> _Goal 1_
Copy the passage of the T9 post below that begins at the words "Thursday, August 23, 2007" and stops after "algorithm in Java.".

> _Page_
§ §
Thursday, August 23, 2007

Predictive text input (T9) algorithm in Java

I have always been fascinated by the way mobile phones complete words for you when you are creating an SMS message. So I decided to try implement that algorithm in Java.

We know that each number key on the phone is mapped to a set of 3-4 letters. 1 is (a,b,c), 2 is (d,e,f) etc. I call them "buckets". Given a sequence of key strokes, a simple algorithm is to generate all combinations of letters from the corresponding buckets and then suggest only those combinations that exist in a dictionary of words.

For example:
Sequence 63 can be any of md, me, mf, nd, ne, nf, od, oe, of. The dictionary will have only "me" and "of". You can show them in alphabetical order, or in the order of most frequently used, last used etc.

Here are the 2 main functions in this approach. (You can find the full program here):
getMatchingWords returns a list of all alternatives for a given word. It also requires a dictionary of words and the bucket structure of the keypad.

getBucketWords is the recursive function where all the action happens. Assume the word has 4 letters (so 4 buckets) of which the first 2 you have somehow filled. Now you have to fill the 3rd letter (from all characters in the 3rd bucket). The way to proceed is to pick each letter in the current bucket, append it to the so-far generated string, and call yourself recursively. Here curStr and result are used as accumulator variables.

static Set getMatchingWords(String word, Set dict,
List buckets){
Set matches = new HashSet();
List wordBuckets = getWordBuckets(word, buckets);
getBucketWords(wordBuckets, 0, "", matches);
matches.retainAll(dict);
return matches;
}

static Set getBucketWords(List wordBuckets, int bucketIndex,
String curStr, Set result){
if(bucketIndex == wordBuckets.size()){
result.add(curStr);
}else{
String curBucket = (String)wordBuckets.get(bucketIndex);
for(int i=0;<curBucket.length();i++){
String newStr = new String(curStr);
newStr = newStr + curBucket.charAt(i);
getBucketWords(wordBuckets, bucketIndex+1, newStr,
result);
}
}
return result;
}

The biggest failing of this method is all the invalid words that are generated only to be discarded. For a word of length n, if you have on average m options for each letter, then the number of words generated is m to the power n. This is the time complexity of this program.
§ §
> _Material provided_

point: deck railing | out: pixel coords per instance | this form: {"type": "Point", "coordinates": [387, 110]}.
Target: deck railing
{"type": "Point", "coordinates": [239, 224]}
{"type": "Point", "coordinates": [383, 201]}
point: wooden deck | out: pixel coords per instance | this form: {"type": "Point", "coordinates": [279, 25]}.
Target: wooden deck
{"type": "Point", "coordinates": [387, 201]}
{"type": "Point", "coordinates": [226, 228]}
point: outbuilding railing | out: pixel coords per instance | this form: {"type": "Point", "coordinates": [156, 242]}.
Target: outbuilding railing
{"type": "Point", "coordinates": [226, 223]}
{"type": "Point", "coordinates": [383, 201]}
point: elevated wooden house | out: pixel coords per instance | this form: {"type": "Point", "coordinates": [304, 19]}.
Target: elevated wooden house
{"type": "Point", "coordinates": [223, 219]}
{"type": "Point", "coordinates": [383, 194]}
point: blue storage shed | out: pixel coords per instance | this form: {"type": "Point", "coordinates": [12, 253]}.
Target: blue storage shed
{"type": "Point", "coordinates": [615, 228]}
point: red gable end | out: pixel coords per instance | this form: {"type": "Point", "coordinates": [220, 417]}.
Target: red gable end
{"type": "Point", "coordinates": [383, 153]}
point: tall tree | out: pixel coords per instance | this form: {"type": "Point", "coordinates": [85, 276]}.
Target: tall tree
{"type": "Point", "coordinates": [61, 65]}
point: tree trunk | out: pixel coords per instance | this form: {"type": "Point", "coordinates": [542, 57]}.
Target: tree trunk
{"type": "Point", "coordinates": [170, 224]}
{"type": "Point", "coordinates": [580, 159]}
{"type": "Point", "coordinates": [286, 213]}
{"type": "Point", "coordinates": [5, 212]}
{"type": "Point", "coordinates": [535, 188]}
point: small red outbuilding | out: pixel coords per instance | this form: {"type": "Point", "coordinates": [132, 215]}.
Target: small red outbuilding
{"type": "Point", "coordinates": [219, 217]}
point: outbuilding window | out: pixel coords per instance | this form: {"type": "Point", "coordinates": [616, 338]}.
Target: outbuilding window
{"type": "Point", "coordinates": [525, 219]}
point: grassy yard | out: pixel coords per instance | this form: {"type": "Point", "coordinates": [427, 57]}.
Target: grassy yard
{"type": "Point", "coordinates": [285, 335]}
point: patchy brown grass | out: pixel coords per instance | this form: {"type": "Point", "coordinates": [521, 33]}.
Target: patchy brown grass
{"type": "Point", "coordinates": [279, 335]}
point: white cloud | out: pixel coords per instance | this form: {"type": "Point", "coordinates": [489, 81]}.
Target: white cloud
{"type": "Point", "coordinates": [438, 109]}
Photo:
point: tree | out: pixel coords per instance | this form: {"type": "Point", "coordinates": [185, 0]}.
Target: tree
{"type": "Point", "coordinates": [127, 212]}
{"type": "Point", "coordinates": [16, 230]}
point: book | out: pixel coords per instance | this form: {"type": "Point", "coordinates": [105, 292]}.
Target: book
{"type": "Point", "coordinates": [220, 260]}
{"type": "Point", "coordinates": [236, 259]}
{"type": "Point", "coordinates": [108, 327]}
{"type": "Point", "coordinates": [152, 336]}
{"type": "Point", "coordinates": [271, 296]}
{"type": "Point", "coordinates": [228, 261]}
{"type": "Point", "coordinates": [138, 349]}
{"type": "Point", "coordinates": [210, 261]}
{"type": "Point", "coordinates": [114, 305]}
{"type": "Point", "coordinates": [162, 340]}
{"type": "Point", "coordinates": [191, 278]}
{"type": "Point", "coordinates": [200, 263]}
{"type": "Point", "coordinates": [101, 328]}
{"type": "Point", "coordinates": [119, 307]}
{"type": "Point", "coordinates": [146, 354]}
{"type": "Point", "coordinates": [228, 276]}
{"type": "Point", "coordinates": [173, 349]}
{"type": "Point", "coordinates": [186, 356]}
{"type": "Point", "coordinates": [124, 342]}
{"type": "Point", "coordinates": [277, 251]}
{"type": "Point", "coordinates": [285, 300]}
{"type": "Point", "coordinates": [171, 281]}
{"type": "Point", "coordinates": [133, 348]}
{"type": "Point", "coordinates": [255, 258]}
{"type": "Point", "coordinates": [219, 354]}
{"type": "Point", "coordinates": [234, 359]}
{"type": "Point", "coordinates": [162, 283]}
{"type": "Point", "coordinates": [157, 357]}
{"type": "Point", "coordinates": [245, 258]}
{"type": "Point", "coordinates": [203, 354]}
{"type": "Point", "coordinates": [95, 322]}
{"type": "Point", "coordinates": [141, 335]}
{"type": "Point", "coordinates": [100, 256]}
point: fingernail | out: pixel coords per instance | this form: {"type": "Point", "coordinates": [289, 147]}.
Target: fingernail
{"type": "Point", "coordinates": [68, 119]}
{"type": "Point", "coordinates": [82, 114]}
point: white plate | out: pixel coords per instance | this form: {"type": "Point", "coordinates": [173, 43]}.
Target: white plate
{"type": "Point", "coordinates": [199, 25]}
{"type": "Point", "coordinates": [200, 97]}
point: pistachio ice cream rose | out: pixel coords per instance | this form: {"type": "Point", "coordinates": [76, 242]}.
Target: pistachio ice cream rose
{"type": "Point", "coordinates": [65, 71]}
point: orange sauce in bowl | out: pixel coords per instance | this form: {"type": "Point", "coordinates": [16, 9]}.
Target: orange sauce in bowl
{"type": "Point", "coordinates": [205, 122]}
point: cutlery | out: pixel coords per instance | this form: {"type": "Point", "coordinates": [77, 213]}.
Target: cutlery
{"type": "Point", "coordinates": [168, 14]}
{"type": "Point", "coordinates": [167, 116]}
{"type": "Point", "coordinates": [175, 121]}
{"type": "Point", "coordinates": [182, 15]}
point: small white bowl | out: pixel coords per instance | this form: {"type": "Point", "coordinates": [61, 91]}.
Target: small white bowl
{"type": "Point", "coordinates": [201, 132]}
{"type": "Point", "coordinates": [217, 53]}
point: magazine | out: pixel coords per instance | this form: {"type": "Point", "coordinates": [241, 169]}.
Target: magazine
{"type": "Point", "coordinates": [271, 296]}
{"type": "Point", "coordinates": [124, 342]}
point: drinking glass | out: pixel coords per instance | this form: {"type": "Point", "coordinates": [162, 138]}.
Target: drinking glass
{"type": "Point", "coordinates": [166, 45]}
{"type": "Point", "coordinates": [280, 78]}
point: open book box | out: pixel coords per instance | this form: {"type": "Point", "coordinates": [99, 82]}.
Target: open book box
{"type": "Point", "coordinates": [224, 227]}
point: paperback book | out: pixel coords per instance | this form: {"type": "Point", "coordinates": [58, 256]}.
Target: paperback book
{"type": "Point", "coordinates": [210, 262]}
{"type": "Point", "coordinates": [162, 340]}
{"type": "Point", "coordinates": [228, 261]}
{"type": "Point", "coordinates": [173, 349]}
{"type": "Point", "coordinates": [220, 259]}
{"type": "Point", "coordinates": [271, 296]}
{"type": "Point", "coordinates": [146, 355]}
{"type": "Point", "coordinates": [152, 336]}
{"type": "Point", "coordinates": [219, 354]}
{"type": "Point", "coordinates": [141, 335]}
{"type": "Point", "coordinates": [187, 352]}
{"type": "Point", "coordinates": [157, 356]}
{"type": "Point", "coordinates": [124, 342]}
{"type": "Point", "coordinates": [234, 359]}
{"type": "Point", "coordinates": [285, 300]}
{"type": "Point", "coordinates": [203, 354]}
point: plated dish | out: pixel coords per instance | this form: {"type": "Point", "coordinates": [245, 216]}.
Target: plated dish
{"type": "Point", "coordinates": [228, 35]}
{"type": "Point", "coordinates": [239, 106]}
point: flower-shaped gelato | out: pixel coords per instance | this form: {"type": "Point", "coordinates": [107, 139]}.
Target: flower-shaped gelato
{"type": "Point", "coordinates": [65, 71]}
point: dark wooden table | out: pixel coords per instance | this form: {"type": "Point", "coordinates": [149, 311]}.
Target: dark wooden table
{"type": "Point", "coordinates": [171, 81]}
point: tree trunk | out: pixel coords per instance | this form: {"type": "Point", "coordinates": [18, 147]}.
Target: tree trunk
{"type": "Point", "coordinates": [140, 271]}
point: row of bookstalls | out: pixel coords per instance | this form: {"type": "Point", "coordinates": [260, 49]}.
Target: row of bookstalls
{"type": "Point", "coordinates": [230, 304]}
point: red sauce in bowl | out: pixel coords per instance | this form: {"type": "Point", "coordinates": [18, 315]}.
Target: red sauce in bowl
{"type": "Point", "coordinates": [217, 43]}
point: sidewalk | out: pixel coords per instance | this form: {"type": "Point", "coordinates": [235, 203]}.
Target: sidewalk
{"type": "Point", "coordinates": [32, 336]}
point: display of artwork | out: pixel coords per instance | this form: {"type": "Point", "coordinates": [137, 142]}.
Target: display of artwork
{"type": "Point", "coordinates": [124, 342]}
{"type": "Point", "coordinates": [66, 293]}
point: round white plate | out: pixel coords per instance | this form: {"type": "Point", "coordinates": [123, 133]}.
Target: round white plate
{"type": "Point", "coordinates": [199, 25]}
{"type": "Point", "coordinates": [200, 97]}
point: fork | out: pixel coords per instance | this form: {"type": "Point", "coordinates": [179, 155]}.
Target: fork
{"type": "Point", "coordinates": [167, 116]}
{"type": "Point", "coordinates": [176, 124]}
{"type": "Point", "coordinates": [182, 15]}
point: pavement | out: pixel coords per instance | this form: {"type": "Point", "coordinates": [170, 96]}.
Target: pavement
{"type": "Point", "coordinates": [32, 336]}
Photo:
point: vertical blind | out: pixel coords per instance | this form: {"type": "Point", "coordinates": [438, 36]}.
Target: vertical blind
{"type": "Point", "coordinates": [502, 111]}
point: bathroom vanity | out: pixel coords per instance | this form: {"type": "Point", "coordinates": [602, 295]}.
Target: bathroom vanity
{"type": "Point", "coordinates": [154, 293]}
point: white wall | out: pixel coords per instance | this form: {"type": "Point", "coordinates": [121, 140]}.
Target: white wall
§ §
> _Goal 2_
Pick out every line of the listing above that contains the string "pavement", and give each line in full.

> _Right answer 1_
Thursday, August 23, 2007

Predictive text input (T9) algorithm in Java

I have always been fascinated by the way mobile phones complete words for you when you are creating an SMS message. So I decided to try implement that algorithm in Java.

> _Right answer 2_
point: pavement | out: pixel coords per instance | this form: {"type": "Point", "coordinates": [170, 96]}.
Target: pavement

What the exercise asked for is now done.